**PÁGINA**
•••••

O perfil das coisas que estão por vir
por Hugo Salinas Price
[*]
Consta que há dois diferentes tipos possíveis de
desvalorização do dólar.
Um é uma desvalorização coordenada, onde todos os grandes
jogadores concordam num novo valor para o dólar em relação
à suas próprias divisas. Este novo valor seria concertado
atrás de portas fechadas e ratificado posteriormente numa reunião
do G-7.
Considero, a partir das leituras que estamos todos a fazer acerca dos problemas
na Europa e no Japão, sem mencionar aqueles dos inescrutáveis
chineses, que seria extremamente difícil para os grandes jogadores da
economia mundial chegarem a qualquer acordo para uma
desvalorização substancial do dólar a fim de reduzir o
défice comercial dos EUA, calculado nuns US$ 400 mil milhões por
ano. O resto do mundo está preso às exportações
para os EUA e reduzir seu défice comercial significa anular uma
porcentagem substancial das exportações para os EUA. Parece-me
muito difícil que um grupo de países concorde com isso, para
dizer as coisas suavemente.
Assim, este primeiro tipo de desvalorização, uma
desvalorização concertada e acordada, dificilmente será
possível.

•••••

**DADOS FORNECIDOS**
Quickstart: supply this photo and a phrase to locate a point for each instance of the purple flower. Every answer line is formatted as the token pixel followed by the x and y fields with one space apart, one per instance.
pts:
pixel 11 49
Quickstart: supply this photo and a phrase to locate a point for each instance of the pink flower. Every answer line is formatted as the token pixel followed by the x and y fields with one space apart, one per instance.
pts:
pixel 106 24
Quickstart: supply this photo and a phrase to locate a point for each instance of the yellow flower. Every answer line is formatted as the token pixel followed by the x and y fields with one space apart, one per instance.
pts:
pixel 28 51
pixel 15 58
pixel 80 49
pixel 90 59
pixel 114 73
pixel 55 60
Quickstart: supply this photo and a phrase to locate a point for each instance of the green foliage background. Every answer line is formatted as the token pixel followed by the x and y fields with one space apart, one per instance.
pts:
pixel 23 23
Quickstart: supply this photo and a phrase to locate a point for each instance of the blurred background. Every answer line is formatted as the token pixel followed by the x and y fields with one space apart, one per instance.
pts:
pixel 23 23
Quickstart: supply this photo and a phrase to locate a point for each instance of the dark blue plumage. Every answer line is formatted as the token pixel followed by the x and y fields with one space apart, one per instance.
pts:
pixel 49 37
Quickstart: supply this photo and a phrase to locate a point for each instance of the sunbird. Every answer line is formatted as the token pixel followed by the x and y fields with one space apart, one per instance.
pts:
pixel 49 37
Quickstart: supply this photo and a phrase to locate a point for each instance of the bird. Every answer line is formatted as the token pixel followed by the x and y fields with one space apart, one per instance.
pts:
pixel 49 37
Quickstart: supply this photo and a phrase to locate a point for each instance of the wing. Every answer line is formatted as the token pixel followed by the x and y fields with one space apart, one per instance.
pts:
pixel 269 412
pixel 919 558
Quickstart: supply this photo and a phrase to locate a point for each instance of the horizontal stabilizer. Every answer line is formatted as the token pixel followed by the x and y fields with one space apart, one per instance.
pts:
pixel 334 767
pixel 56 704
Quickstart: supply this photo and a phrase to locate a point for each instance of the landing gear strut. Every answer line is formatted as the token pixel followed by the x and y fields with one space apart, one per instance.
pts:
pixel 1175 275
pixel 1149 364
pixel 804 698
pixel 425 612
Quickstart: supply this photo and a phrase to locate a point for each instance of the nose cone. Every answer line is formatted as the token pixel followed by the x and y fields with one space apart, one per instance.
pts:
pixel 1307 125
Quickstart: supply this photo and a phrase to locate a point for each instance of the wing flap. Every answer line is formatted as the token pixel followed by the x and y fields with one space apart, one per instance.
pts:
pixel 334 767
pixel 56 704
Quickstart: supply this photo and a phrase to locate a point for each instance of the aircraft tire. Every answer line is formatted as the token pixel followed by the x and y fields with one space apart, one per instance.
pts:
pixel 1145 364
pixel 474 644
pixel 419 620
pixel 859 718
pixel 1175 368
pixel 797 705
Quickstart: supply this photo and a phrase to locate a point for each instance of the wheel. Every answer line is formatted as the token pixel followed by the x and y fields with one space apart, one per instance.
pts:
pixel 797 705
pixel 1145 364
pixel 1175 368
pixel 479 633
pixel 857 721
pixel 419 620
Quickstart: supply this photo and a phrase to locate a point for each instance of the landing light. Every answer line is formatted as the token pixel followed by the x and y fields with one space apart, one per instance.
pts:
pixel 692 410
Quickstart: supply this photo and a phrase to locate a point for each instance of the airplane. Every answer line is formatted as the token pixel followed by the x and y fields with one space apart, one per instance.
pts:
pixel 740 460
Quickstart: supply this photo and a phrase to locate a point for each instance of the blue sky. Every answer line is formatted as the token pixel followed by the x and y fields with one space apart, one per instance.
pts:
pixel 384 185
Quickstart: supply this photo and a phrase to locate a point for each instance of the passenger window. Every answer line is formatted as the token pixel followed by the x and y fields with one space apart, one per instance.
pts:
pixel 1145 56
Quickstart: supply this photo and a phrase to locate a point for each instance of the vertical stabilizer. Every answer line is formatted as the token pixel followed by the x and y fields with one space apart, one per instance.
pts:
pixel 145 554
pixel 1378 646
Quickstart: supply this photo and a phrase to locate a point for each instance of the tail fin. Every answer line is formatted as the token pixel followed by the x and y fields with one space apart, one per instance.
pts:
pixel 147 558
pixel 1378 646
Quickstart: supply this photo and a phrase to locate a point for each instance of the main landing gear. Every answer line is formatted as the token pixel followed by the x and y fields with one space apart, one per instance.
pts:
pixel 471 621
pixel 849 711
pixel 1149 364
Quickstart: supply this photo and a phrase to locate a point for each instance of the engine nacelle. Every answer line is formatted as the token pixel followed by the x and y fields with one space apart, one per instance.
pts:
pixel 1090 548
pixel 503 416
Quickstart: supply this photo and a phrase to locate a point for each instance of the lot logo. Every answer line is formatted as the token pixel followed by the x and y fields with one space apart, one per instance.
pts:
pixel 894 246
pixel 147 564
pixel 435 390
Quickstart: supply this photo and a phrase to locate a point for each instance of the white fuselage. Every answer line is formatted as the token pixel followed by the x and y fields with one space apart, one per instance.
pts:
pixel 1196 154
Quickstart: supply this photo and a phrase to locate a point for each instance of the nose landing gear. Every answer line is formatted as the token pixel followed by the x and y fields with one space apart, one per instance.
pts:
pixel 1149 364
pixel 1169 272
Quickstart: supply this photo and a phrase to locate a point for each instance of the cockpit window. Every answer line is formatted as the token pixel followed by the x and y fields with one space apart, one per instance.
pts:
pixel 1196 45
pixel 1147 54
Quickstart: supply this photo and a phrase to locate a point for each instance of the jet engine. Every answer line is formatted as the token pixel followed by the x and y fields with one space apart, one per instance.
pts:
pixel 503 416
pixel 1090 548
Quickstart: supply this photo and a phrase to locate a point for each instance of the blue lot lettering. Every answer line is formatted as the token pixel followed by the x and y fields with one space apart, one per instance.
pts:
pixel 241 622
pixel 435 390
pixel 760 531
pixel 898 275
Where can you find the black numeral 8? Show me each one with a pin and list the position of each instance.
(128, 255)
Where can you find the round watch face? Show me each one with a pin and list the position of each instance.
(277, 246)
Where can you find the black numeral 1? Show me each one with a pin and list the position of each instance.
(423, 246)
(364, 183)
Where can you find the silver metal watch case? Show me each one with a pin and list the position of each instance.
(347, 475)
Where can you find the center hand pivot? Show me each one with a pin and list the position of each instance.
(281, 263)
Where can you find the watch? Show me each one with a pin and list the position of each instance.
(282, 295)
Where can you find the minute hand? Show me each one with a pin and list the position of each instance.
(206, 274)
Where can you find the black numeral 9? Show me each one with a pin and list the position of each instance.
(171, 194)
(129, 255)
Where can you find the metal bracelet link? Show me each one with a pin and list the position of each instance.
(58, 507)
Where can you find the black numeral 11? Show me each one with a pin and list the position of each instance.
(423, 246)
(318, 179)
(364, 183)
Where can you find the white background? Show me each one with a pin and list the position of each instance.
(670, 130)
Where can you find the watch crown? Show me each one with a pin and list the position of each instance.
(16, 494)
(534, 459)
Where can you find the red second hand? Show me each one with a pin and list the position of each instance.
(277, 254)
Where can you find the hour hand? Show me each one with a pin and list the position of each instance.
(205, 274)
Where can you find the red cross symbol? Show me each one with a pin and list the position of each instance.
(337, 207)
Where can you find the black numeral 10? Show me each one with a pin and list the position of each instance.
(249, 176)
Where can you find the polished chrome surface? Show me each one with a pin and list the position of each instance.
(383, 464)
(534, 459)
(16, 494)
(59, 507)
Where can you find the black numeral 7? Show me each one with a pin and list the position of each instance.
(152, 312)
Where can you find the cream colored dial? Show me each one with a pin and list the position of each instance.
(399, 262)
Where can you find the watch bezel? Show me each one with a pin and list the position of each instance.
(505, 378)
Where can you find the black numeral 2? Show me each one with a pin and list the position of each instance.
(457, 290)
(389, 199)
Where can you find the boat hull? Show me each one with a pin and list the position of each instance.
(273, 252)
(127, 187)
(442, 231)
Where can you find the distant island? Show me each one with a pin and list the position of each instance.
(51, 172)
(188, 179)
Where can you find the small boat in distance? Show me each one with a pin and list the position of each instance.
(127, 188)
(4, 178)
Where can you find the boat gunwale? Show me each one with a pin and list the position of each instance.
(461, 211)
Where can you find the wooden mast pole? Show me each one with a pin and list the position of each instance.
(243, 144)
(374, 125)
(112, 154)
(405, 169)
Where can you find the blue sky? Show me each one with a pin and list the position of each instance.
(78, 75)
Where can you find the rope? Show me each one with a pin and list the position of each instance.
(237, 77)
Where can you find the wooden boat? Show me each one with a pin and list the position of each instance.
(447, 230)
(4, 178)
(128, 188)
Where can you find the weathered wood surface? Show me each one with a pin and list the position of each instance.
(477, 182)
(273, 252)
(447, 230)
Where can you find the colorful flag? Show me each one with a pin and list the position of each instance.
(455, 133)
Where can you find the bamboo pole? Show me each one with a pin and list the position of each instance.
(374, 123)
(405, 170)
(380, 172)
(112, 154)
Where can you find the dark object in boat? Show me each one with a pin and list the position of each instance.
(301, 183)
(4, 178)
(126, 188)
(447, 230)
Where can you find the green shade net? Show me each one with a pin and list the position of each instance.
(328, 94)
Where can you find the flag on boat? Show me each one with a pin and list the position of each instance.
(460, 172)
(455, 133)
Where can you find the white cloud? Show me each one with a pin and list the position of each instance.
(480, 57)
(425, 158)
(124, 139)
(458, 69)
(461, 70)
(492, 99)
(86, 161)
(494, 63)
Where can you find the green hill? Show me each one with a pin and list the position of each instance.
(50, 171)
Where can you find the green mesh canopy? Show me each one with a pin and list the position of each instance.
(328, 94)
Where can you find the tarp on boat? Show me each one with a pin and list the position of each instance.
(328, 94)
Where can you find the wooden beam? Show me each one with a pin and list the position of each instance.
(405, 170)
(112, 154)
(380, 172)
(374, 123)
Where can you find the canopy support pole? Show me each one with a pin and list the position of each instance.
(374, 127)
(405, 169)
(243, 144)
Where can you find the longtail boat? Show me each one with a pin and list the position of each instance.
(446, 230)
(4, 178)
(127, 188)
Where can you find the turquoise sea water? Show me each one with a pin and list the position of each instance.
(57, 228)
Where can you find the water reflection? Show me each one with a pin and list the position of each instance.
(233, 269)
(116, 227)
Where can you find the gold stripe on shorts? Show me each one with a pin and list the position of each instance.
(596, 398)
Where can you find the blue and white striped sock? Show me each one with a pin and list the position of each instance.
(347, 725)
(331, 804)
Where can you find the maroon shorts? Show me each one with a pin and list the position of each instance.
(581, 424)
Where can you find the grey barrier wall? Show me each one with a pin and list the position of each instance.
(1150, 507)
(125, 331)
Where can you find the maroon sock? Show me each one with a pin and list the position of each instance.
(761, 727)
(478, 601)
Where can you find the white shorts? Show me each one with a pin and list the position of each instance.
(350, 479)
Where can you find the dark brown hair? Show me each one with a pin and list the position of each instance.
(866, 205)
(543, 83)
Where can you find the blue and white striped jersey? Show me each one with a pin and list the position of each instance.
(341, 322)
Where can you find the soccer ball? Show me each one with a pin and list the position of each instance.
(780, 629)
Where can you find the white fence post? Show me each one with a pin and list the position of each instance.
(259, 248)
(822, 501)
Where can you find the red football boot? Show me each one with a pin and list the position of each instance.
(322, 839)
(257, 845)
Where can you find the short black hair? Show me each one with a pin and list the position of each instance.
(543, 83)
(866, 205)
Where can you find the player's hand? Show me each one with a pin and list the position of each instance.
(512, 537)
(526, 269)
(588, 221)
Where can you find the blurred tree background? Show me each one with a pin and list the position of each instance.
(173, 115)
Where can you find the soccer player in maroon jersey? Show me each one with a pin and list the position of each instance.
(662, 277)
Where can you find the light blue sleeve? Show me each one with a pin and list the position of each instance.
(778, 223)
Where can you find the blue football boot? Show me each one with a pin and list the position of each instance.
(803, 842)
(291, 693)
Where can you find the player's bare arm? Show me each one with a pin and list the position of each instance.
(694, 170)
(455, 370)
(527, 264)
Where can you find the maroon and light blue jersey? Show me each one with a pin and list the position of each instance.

•••••

**TAREFAS OBRIGATÓRIAS**
1 > Extraia do texto sobre a desvalorização do dólar o trecho entre "Considero, a partir" e "as coisas suavemente.", inclusive.
2 > Consegue prolongar o texto sobre a desvalorização do dólar a partir do ponto em que ele termina?

**OS RESULTADOS**
1 >
Considero, a partir das leituras que estamos todos a fazer acerca dos problemas
na Europa e no Japão, sem mencionar aqueles dos inescrutáveis
chineses, que seria extremamente difícil para os grandes jogadores da
economia mundial chegarem a qualquer acordo para uma
desvalorização substancial do dólar a fim de reduzir o
défice comercial dos EUA, calculado nuns US$ 400 mil milhões por
ano. O resto do mundo está preso às exportações
para os EUA e reduzir seu défice comercial significa anular uma
porcentagem substancial das exportações para os EUA. Parece-me
muito difícil que um grupo de países concorde com isso, para
dizer as coisas suavemente.

2 >
O segundo tipo de desvalorização é a caótica e
traumática, a espécie de desvalorização que
destrói as vidas de um enorme número de cidadãos
inocentes. O resto do mundo viu muitas destas desvalorizações
nos últimos 25 anos, mas os EUA não. O povo americano não
entende o que significa a desvalorização porque ele não
sofreu fisicamente o fenómeno por enquanto.
Uma desvalorização do dólar significa que este tem de
valer menos em relação à maior parte das outras divisas do
mundo.
Só há um meio para que tal desvalorização possa
ocorrer: é em relação a uma divisa superior, em que todas
as divisas, incluindo o dólar, sejam denominadas. E esta divisa
superior (o numerário como se costuma dizer) é, naturalmente, o
ouro.
O défice comercial tem de ser pelo menos substancialmente reduzido, se
não eliminado. Isto exige a desvalorização do
dólar. Não há outro meio. E isto só pode ser
alcançado através do mecanismo do preço do ouro.
Mas isto não significa apenas uma elevação do preço
do ouro em dólares. Se isto acontece, como tem estado a acontecer,
nenhuma desvalorização do dólar em relação
às outras divisas estará a verificar-se. O preço do ouro
em todas as divisas apenas subirá igualmente, por todo o mundo. O
dólar ainda continuará supervalorizado em termos de Yen, Euros,
Yuan, etc, etc.
Uma desvalorização do dólar, para colmatar o défice
comercial, exige um aumento desigual no preço do ouro, expresso em
relação às diversas divisas do mundo.
Eis um exemplo de uma elevação desigual no preço do ouro
em todo o mundo:
Suponha o preço do ouro em dólar a US$310/onça, e que o
dólar valha 1,09 euros, 0,68 libras britânicas e 17 yen,
condições estas que são aproximadamente as que vigoram no
momento.
Assim, o ouro vale US$310/oz em dólares, 338 euros/oz, 211 libras
britânicas/oz, 39,370 yen/oz.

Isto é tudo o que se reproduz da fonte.